» **Exercise instructions**:
Print the data that follows exactly as it stands, from its first line through the line containing "Subject: camera with telephoto lens", and stop there.

» **Data to use**:

--

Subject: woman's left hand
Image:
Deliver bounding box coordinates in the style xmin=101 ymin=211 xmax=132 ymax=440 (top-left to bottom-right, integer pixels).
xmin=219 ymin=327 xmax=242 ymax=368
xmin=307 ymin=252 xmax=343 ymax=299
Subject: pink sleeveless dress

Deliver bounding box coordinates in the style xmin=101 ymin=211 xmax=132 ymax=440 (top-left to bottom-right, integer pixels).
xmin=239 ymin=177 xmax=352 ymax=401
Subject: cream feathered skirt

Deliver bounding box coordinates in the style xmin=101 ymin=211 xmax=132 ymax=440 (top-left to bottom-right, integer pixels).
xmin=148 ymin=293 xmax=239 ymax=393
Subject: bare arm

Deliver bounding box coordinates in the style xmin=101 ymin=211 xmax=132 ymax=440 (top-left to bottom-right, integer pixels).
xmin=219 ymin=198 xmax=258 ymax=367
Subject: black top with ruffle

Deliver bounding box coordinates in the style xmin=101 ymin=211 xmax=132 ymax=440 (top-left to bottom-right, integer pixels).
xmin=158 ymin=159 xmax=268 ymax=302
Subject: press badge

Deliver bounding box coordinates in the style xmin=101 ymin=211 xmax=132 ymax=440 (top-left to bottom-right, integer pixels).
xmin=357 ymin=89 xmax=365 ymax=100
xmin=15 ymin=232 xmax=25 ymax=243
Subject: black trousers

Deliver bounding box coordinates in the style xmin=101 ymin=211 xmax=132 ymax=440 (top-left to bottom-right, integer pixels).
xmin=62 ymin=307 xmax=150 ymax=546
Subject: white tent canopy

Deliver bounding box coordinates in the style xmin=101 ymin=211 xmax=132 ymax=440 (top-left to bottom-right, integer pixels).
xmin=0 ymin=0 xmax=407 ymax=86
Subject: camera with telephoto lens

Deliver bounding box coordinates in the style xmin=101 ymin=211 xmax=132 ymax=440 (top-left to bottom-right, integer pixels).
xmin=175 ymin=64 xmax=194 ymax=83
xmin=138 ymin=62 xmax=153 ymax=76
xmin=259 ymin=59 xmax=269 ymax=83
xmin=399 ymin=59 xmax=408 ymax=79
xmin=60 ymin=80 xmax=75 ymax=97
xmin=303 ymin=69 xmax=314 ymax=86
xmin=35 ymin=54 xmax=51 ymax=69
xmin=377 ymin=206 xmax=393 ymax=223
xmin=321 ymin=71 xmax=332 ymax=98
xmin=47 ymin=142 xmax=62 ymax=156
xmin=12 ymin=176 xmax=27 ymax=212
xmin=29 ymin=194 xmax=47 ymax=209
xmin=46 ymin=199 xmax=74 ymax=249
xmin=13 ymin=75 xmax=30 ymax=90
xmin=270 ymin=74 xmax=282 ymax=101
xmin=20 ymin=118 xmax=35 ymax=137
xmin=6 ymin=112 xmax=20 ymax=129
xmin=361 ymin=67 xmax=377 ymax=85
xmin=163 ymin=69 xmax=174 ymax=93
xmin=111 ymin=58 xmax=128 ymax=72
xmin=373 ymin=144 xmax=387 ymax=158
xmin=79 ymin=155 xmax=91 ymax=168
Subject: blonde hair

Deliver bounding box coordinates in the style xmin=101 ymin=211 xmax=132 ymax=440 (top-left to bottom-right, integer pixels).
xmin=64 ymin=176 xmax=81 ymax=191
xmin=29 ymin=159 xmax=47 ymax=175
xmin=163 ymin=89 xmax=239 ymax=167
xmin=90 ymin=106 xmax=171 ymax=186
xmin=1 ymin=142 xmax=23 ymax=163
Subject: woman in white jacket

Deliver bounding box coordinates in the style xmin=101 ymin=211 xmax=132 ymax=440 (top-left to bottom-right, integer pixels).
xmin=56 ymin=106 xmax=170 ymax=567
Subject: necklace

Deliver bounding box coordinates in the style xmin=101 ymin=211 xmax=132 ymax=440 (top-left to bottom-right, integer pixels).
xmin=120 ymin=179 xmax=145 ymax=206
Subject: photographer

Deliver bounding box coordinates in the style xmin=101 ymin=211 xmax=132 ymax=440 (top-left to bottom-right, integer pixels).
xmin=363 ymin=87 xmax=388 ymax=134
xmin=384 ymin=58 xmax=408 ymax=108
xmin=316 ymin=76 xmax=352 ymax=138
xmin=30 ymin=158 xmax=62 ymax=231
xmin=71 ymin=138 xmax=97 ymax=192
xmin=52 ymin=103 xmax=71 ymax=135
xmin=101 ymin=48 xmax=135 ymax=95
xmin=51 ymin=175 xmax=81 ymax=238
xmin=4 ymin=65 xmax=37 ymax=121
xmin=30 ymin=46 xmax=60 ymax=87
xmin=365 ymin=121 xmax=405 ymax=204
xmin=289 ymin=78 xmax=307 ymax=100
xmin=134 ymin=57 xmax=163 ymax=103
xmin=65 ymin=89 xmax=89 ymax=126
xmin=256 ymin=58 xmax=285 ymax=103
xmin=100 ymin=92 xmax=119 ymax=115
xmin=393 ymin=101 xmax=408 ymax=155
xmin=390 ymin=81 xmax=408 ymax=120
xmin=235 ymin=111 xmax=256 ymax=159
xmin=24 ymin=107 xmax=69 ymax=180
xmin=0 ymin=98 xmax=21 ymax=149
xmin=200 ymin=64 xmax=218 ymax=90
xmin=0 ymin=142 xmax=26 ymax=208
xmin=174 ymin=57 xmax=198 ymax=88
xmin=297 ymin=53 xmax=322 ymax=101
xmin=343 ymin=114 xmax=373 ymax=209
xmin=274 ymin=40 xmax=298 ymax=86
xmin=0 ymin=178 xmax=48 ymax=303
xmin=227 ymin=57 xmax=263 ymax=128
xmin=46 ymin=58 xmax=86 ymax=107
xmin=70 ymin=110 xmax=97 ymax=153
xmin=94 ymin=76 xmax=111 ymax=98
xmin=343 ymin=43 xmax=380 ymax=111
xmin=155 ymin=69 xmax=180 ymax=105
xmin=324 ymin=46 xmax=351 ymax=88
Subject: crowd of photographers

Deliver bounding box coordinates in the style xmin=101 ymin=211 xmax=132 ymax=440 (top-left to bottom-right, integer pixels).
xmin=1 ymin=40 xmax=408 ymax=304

--

» **Response for this exercise**:
Subject: woman's left hand
Image:
Deliver bounding box coordinates in the style xmin=101 ymin=211 xmax=132 ymax=440 (top-left to bottom-right, integer pixels).
xmin=219 ymin=327 xmax=242 ymax=368
xmin=307 ymin=252 xmax=343 ymax=299
Subject: pink sleeveless dress

Deliver bounding box coordinates in the style xmin=101 ymin=211 xmax=132 ymax=440 (top-left to bottom-right, integer pixels).
xmin=239 ymin=177 xmax=352 ymax=401
Subject: cream feathered skirt

Deliver bounding box coordinates in the style xmin=101 ymin=211 xmax=132 ymax=440 (top-left to bottom-right, integer pixels).
xmin=148 ymin=293 xmax=239 ymax=393
Subject: bare arm

Deliver bounding box coordinates in the style xmin=101 ymin=211 xmax=132 ymax=440 (top-left to bottom-right, integer pixels).
xmin=219 ymin=198 xmax=258 ymax=367
Subject: black top with ruffle

Deliver bounding box coordinates in the style xmin=101 ymin=211 xmax=132 ymax=440 (top-left to bottom-right, integer pixels).
xmin=158 ymin=159 xmax=268 ymax=302
Subject: press badge

Deliver bounding box coordinates in the style xmin=101 ymin=211 xmax=132 ymax=440 (top-left to bottom-right, integer pixels).
xmin=357 ymin=89 xmax=365 ymax=100
xmin=15 ymin=232 xmax=25 ymax=243
Subject: black trousers

Deliver bounding box coordinates in the style xmin=101 ymin=211 xmax=132 ymax=440 (top-left to bottom-right, integer pixels).
xmin=62 ymin=307 xmax=150 ymax=546
Subject: white tent canopy

Deliver bounding box coordinates in the style xmin=101 ymin=211 xmax=132 ymax=440 (top-left to bottom-right, integer pixels).
xmin=0 ymin=0 xmax=407 ymax=86
Subject: camera with telephoto lens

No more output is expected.